Content starts
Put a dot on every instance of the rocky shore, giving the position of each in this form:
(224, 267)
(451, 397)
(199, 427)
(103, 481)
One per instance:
Content ends
About this exercise -
Send back every record, precisely as written.

Written solution -
Put a dot on every instance of the rocky shore, giving the position of each in this form:
(224, 267)
(451, 397)
(199, 427)
(103, 481)
One per instance:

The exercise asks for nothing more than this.